▸ **EXTRACTED TEXT**

-- start --

About 'Open Mike in Busan'
I thought we had a plan, but it seems it was only ever my plan, not Busan e-FM’s. In my version of the plan I was finishing at the end of Week 21, and the last two weeks would be my summaries of the good and bad of my life in Korea. And that’s how I ended up delivering the first of my final summaries for Week 20. In the alternate plan, I was contractually obligated to appear until Week 26. The contract was mythical, by perceived Korean social obligation to continue beyond my warranty period was not.
This could be perceived as a list of the things that I’ve been less than enthusiastic to find out about Korea. I thought it was a given that people in Korea would be less than enthusiastic to hear it – but perhaps times are changing, because I received positive feedback from Koreans on today’s subject.
Don’t look for anything too salacious below – I actually like Korea, I wouldn’t live here otherwise. You know, looking back, I can’t believe I left out bloodletting.
Over the last few months I’ve talked about my experiences in Korea, and now I’ve covered all the major subjects such as food, language, festivals and family. Today I want to do a summary of sorts – I’m going to talk about the top ten list of things that have shocked and surprised me, in reverse order, like a chart run down.
#10 – The British Embassy in Seoul
Number 10 is about something in Korea that really did shock me – it’s about how the British Embassy in Seoul treats its overseas citizens – and Koreans as well. I came here for six months, I got married to my Korean girlfriend, and then we planned to return to England. But my government refused her visa, so even though we eventually won a legal case against them, it changed my life and I ended up staying here and calling Korea home instead.

-- end --

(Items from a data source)
-- start --

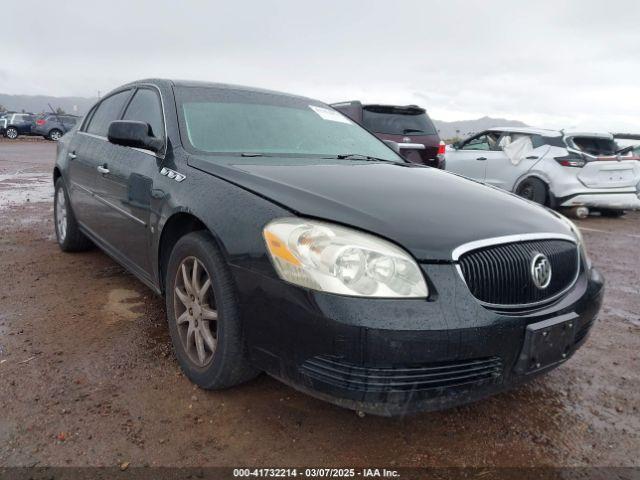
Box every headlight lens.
[263,218,429,298]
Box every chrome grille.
[459,239,580,306]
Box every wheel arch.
[157,211,226,293]
[511,171,556,208]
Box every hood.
[189,157,571,261]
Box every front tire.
[48,128,62,142]
[516,177,547,205]
[165,231,259,390]
[53,177,92,252]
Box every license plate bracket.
[514,313,578,375]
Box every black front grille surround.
[300,355,503,393]
[457,237,580,308]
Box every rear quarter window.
[362,107,437,135]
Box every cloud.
[0,0,640,131]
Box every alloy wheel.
[173,257,218,368]
[520,183,533,200]
[56,188,67,243]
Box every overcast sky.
[5,0,640,132]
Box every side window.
[462,134,491,150]
[86,90,131,137]
[123,88,164,138]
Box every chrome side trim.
[451,233,582,312]
[451,233,578,262]
[71,180,93,196]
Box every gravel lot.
[0,140,640,467]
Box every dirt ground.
[0,140,640,467]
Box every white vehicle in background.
[446,127,640,217]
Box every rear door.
[485,132,550,191]
[95,87,166,274]
[446,131,504,182]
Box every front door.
[95,87,166,276]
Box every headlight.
[263,218,429,298]
[558,214,591,268]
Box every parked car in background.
[331,100,445,168]
[447,127,640,216]
[53,80,604,415]
[0,113,35,139]
[32,113,78,141]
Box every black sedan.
[53,80,603,415]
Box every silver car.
[446,127,640,216]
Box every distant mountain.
[433,117,528,140]
[0,93,97,115]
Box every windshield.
[176,87,402,161]
[362,106,436,135]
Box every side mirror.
[383,140,400,153]
[107,120,164,153]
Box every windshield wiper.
[336,153,393,162]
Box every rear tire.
[600,208,624,218]
[516,177,547,205]
[53,178,93,252]
[165,231,260,390]
[4,127,19,140]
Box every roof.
[487,127,612,138]
[118,78,308,99]
[487,127,562,137]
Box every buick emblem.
[531,253,551,290]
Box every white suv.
[446,127,640,216]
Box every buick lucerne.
[53,80,604,415]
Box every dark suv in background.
[32,113,78,141]
[331,100,445,169]
[0,113,35,140]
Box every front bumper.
[558,191,640,210]
[233,264,604,416]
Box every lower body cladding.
[233,264,604,416]
[557,191,640,210]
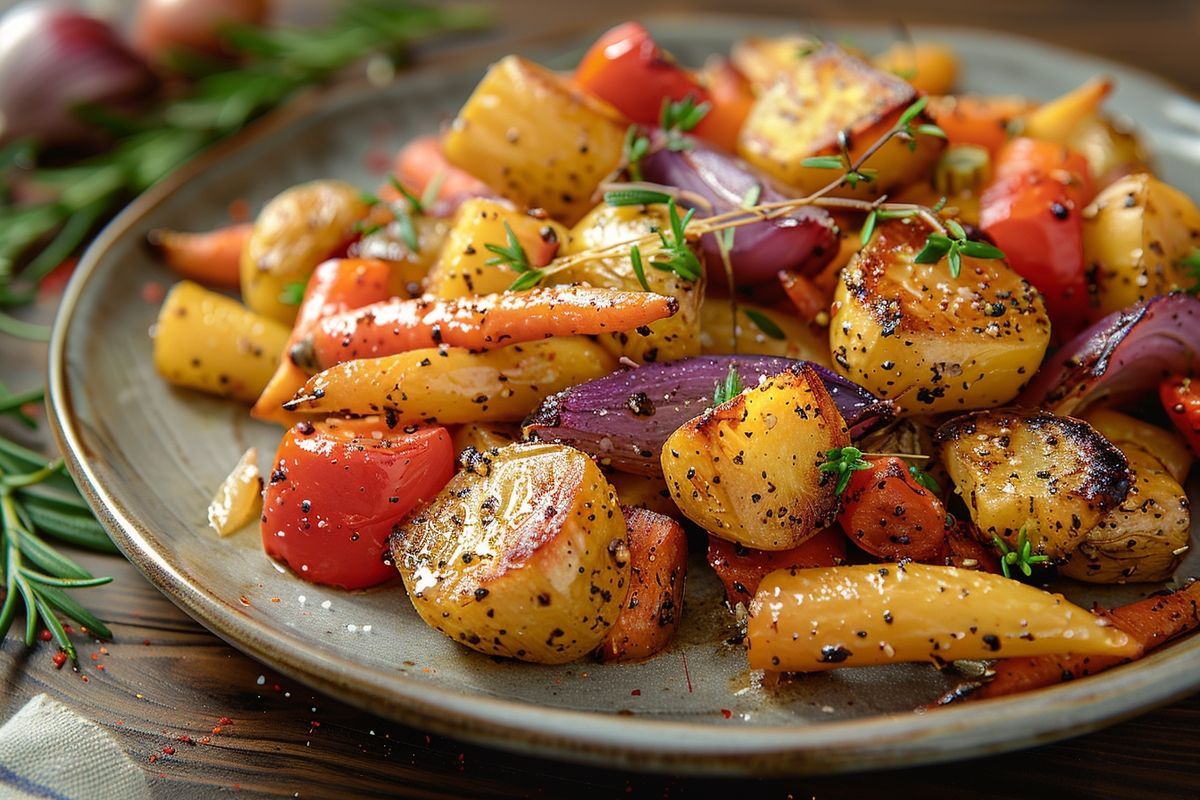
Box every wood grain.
[0,0,1200,800]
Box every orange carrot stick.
[146,222,254,289]
[938,579,1200,705]
[250,258,391,425]
[294,287,679,369]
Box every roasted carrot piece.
[598,506,688,661]
[938,578,1200,705]
[146,222,254,289]
[708,527,846,608]
[250,258,391,425]
[298,285,679,369]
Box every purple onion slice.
[524,355,894,475]
[1018,293,1200,415]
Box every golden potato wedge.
[662,363,850,551]
[154,281,290,403]
[284,336,617,425]
[700,297,833,367]
[426,198,566,300]
[391,444,630,663]
[738,43,946,198]
[829,219,1050,415]
[934,409,1130,561]
[241,180,371,324]
[596,506,688,661]
[1058,445,1192,583]
[746,564,1141,672]
[1081,408,1194,483]
[553,205,706,363]
[443,55,625,225]
[1084,173,1200,320]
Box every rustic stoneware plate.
[49,17,1200,774]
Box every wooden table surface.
[0,0,1200,800]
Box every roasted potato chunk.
[935,409,1130,561]
[662,363,850,551]
[425,198,566,300]
[554,205,704,363]
[241,180,371,324]
[1084,173,1200,320]
[738,44,944,197]
[443,55,625,225]
[829,219,1050,415]
[598,506,688,661]
[391,444,630,663]
[1058,445,1192,583]
[700,297,833,367]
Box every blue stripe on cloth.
[0,764,71,800]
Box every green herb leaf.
[604,188,671,206]
[713,363,742,407]
[742,308,787,341]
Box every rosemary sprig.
[713,363,742,407]
[0,439,116,660]
[0,0,490,326]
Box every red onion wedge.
[524,355,894,475]
[1018,293,1200,415]
[642,142,838,285]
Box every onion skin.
[1018,293,1200,415]
[0,2,156,146]
[524,355,893,476]
[642,142,838,287]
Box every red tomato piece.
[708,528,846,606]
[262,421,455,589]
[575,22,709,125]
[1158,375,1200,456]
[838,457,947,561]
[979,138,1092,342]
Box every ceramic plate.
[49,18,1200,774]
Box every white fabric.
[0,694,150,800]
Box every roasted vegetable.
[738,44,944,197]
[304,287,679,369]
[1058,445,1192,583]
[662,362,850,551]
[1018,294,1200,414]
[146,222,254,289]
[391,445,630,663]
[598,506,688,661]
[708,527,846,609]
[935,409,1130,560]
[443,55,625,224]
[938,579,1200,705]
[154,281,288,403]
[829,219,1050,414]
[838,457,948,561]
[426,198,566,299]
[524,355,892,475]
[700,297,833,367]
[746,564,1140,672]
[1084,173,1200,320]
[234,180,371,324]
[262,417,454,589]
[554,205,704,363]
[284,337,617,425]
[641,143,838,287]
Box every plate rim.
[47,13,1200,775]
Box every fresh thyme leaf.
[818,447,871,495]
[713,363,742,407]
[908,467,942,494]
[280,281,308,306]
[629,245,653,291]
[742,308,787,339]
[604,188,671,205]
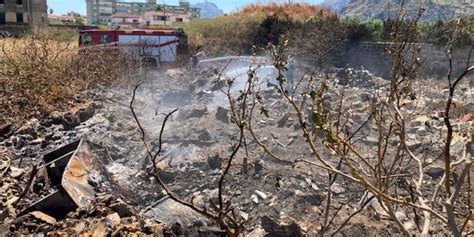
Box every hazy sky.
[48,0,323,15]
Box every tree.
[74,17,84,26]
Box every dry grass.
[0,33,139,124]
[233,3,336,21]
[181,16,263,55]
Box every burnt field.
[0,55,474,236]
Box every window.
[0,12,5,25]
[16,13,23,23]
[100,34,112,44]
[153,16,167,21]
[81,34,92,44]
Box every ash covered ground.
[0,57,474,236]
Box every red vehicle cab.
[79,29,188,67]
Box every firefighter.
[286,56,295,89]
[191,46,205,68]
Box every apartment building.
[86,0,201,25]
[0,0,48,33]
[143,11,192,26]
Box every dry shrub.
[0,32,139,124]
[233,3,336,21]
[181,16,263,55]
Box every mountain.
[193,1,224,18]
[322,0,474,22]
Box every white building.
[110,14,145,28]
[143,11,192,26]
[86,0,201,25]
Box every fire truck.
[79,29,188,67]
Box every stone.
[74,222,86,234]
[298,194,325,206]
[158,170,176,184]
[207,155,222,170]
[110,199,133,218]
[0,123,15,137]
[250,194,258,204]
[245,226,267,237]
[30,137,44,146]
[425,166,444,179]
[216,106,230,123]
[61,114,81,131]
[6,197,19,206]
[331,183,346,194]
[260,216,303,237]
[240,211,249,221]
[10,167,25,179]
[30,211,56,225]
[76,106,95,123]
[254,160,263,174]
[49,111,64,125]
[15,118,41,138]
[277,113,290,128]
[105,212,121,226]
[255,190,268,200]
[198,129,212,142]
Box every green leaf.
[260,106,270,118]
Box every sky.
[48,0,323,15]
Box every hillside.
[323,0,474,22]
[233,3,335,21]
[193,1,224,18]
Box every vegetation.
[0,30,140,124]
[178,3,474,66]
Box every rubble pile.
[0,57,474,236]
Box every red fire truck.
[79,29,188,67]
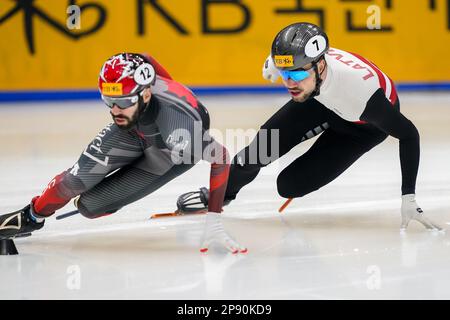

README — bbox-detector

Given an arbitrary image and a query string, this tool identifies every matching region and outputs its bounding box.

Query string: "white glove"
[200,212,247,254]
[400,194,443,231]
[263,54,280,82]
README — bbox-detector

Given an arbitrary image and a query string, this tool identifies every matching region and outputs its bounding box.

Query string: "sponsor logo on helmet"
[273,55,294,68]
[102,82,123,96]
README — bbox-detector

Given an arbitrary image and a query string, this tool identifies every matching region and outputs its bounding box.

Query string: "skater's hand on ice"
[400,194,443,231]
[200,212,247,254]
[263,55,280,82]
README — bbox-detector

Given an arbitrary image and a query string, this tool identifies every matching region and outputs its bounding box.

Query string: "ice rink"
[0,93,450,300]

-- end --

▸ **WHAT TO DO**
**A)** Retype the passage of the Open Mike in Busan post from "About 'Open Mike" up to and including "on today’s subject.".
**B)** Echo the listing from its start up to and including the line with "[457,237,580,308]", leaving out the pictures.

▸ **SOLUTIONS TO THE EXERCISE**
**A)**
About 'Open Mike in Busan'
I thought we had a plan, but it seems it was only ever my plan, not Busan e-FM’s. In my version of the plan I was finishing at the end of Week 21, and the last two weeks would be my summaries of the good and bad of my life in Korea. And that’s how I ended up delivering the first of my final summaries for Week 20. In the alternate plan, I was contractually obligated to appear until Week 26. The contract was mythical, by perceived Korean social obligation to continue beyond my warranty period was not.
This could be perceived as a list of the things that I’ve been less than enthusiastic to find out about Korea. I thought it was a given that people in Korea would be less than enthusiastic to hear it – but perhaps times are changing, because I received positive feedback from Koreans on today’s subject.

**B)**
Box every headlight lens.
[263,218,429,298]
Box every chrome grille.
[459,239,580,306]
Box every wheel arch.
[157,211,226,293]
[511,171,556,208]
Box every hood.
[189,157,571,261]
Box every front tire.
[48,128,62,142]
[516,177,547,205]
[165,231,259,390]
[53,177,92,252]
Box every license plate bracket.
[514,313,578,375]
Box every black front grille surround.
[300,355,503,393]
[457,237,580,308]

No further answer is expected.